I find this kind of newline+unlock+more code a bit odd groupingwise.
IMO, the newline should be after the unlock rather than just before it to 
better indicate the critical sections visually.

> +static void t7xx_cldma_stop_q(struct cldma_ctrl *md_ctrl, unsigned char qno, enum mtk_txrx tx_rx)
> +{
> +	struct t7xx_cldma_hw *hw_info = &md_ctrl->hw_info;
> +	unsigned long flags;
> +
> +	spin_lock_irqsave(&md_ctrl->cldma_lock, flags);
> +	if (tx_rx == MTK_RX) {
> +		t7xx_cldma_hw_irq_dis_eq(hw_info, qno, MTK_RX);
> +		t7xx_cldma_hw_irq_dis_txrx(hw_info, qno, MTK_RX);
> +
> +		if (qno == CLDMA_ALL_Q)
> +			md_ctrl->rxq_active &= ~TXRX_STATUS_BITMASK;
> +		else
> +			md_ctrl->rxq_active &= ~(TXRX_STATUS_BITMASK & BIT(qno));
> +
> +		t7xx_cldma_hw_stop_queue(hw_info, qno, MTK_RX);
> +	} else if (tx_rx == MTK_TX) {
> +		t7xx_cldma_hw_irq_dis_eq(hw_info, qno, MTK_TX);
> +		t7xx_cldma_hw_irq_dis_txrx(hw_info, qno, MTK_TX);
> +
> +		if (qno == CLDMA_ALL_Q)
> +			md_ctrl->txq_active &= ~TXRX_STATUS_BITMASK;
> +		else
> +			md_ctrl->txq_active &= ~(TXRX_STATUS_BITMASK & BIT(qno));
> +
> +		t7xx_cldma_hw_stop_queue(hw_info, qno, MTK_TX);
> +	}
> +
> +	spin_unlock_irqrestore(&md_ctrl->cldma_lock, flags);
> +}

This is always called with CLDMA_ALL_Q, never with a single queue.

> +/**
> + * t7xx_cldma_send_skb() - Send control data to modem.
> + * @md_ctrl: CLDMA context structure.

### YOUR TASKS
(1) In the code review excerpt, with what argument does the reviewer say t7xx_cldma_stop_q is always called?
(2) Continue the code review excerpt from its final line.

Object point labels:
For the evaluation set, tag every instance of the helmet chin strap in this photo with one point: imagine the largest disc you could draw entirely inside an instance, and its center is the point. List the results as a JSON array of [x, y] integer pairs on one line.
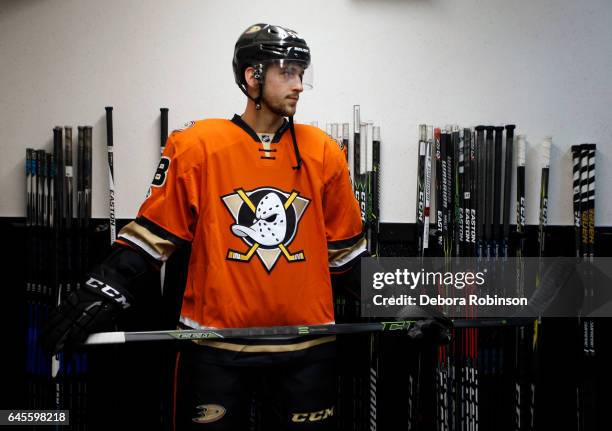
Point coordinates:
[[296, 149], [258, 74]]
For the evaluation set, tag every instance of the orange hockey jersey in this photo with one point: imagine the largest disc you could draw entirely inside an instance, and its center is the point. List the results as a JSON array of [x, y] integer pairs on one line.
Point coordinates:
[[264, 236]]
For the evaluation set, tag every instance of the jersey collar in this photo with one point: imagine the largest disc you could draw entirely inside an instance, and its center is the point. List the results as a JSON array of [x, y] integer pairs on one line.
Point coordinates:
[[238, 121]]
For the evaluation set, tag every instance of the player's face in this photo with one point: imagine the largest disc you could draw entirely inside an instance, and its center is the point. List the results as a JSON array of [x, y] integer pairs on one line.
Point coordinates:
[[282, 88]]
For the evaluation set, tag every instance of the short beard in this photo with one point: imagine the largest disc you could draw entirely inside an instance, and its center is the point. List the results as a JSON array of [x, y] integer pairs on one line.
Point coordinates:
[[277, 109]]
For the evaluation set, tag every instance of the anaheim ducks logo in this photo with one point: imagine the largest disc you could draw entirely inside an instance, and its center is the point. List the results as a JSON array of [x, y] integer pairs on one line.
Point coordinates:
[[266, 219], [209, 413]]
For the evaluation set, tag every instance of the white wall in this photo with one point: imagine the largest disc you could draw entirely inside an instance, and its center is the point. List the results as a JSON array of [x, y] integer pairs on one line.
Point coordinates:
[[542, 64]]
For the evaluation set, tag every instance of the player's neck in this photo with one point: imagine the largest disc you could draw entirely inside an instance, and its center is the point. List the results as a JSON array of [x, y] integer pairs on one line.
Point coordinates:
[[262, 121]]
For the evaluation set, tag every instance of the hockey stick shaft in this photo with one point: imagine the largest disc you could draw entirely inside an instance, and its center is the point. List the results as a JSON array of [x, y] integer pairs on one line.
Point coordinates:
[[111, 173], [271, 331]]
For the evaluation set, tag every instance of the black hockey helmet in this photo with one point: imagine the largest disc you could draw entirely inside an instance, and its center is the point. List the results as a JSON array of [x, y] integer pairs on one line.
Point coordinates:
[[263, 44]]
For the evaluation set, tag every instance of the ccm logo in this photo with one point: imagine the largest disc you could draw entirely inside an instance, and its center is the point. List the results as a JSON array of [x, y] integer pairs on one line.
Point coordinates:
[[108, 291], [312, 416]]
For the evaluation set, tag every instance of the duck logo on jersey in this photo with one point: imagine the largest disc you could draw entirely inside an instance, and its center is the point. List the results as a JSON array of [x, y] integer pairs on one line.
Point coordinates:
[[266, 219], [209, 413]]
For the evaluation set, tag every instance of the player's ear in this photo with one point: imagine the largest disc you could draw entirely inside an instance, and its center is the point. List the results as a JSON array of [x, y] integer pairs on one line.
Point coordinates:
[[249, 78]]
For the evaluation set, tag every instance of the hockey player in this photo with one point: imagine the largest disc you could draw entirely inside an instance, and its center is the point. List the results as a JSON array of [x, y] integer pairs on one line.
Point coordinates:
[[268, 208]]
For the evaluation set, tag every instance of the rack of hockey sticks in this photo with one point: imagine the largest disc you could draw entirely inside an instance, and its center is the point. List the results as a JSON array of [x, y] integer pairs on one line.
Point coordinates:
[[464, 186], [58, 246]]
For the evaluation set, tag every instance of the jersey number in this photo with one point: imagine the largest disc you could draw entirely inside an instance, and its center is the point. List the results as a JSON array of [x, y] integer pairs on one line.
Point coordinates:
[[160, 175]]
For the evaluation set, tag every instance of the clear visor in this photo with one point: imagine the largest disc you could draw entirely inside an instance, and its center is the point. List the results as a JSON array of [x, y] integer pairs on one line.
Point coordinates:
[[291, 70]]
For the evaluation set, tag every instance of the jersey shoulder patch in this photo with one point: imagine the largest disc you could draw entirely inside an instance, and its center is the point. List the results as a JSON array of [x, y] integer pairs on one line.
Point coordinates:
[[185, 126]]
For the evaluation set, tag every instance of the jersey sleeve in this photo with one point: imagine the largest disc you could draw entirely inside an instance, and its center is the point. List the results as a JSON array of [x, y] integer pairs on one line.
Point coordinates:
[[343, 225], [167, 218]]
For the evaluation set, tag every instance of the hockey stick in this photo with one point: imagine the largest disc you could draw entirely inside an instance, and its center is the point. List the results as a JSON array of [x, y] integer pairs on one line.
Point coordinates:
[[163, 133], [270, 331], [111, 175]]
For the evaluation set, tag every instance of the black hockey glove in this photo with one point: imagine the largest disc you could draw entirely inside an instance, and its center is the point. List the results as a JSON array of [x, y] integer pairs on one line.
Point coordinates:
[[431, 326], [92, 308]]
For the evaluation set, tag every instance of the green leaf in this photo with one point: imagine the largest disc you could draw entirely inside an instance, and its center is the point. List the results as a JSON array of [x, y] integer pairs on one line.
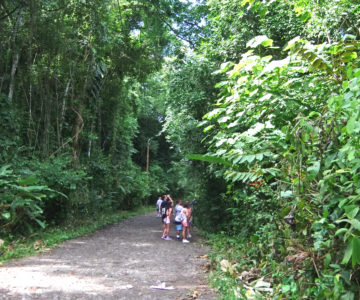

### ANSWERS PER TASK
(1) It is always called with CLDMA_ALL_Q, never with a single queue.

(2)
> + * @qno: Queue number.
> + * @skb: Socket buffer.
> + * @blocking: True for blocking operation.
> + *
> + * Send control packet to modem using a ring buffer.
> + * If blocking is set, it will wait for completion.
> + *
> + * Return:
> + * * 0		- Success.
> + * * -ENOMEM	- Allocation failure.
> + * * -EINVAL	- Invalid queue request.
> + * * -EBUSY	- Resource lock failure.
> + */
> +int t7xx_cldma_send_skb(struct cldma_ctrl *md_ctrl, int qno, struct sk_buff *skb, bool blocking)
> +{
> +	struct cldma_request *tx_req;
> +	struct cldma_queue *queue;
> +	unsigned long flags;
> +	int ret;
> +
> +	if (qno >= CLDMA_TXQ_NUM)
> +		return -EINVAL;
> +
> +	queue = &md_ctrl->txq[qno];
> +
> +	spin_lock_irqsave(&md_ctrl->cldma_lock, flags);
> +	if (!(md_ctrl->txq_active & BIT(qno))) {
> +		ret = -EBUSY;
> +		spin_unlock_irqrestore(&md_ctrl->cldma_lock, flags);
> +		goto allow_sleep;
> +	}
...
> +		if (!blocking) {
> +			ret = -EBUSY;
> +			break;
> +		}
> +
> +		ret = wait_event_interruptible_exclusive(queue->req_wq, queue->budget > 0);
> +	} while (!ret);
> +
> +allow_sleep:
> +	return ret;
> +}

First of all, if I interpreted the call chains correctly, this function is 
always called with blocking=true.

Second, the first codepath returning -EBUSY when not txq_active seems
twisted/reversed logic to me (not active => busy ?!?).

> +int t7xx_cldma_init(struct t7xx_modem *md, struct cldma_ctrl *md_ctrl)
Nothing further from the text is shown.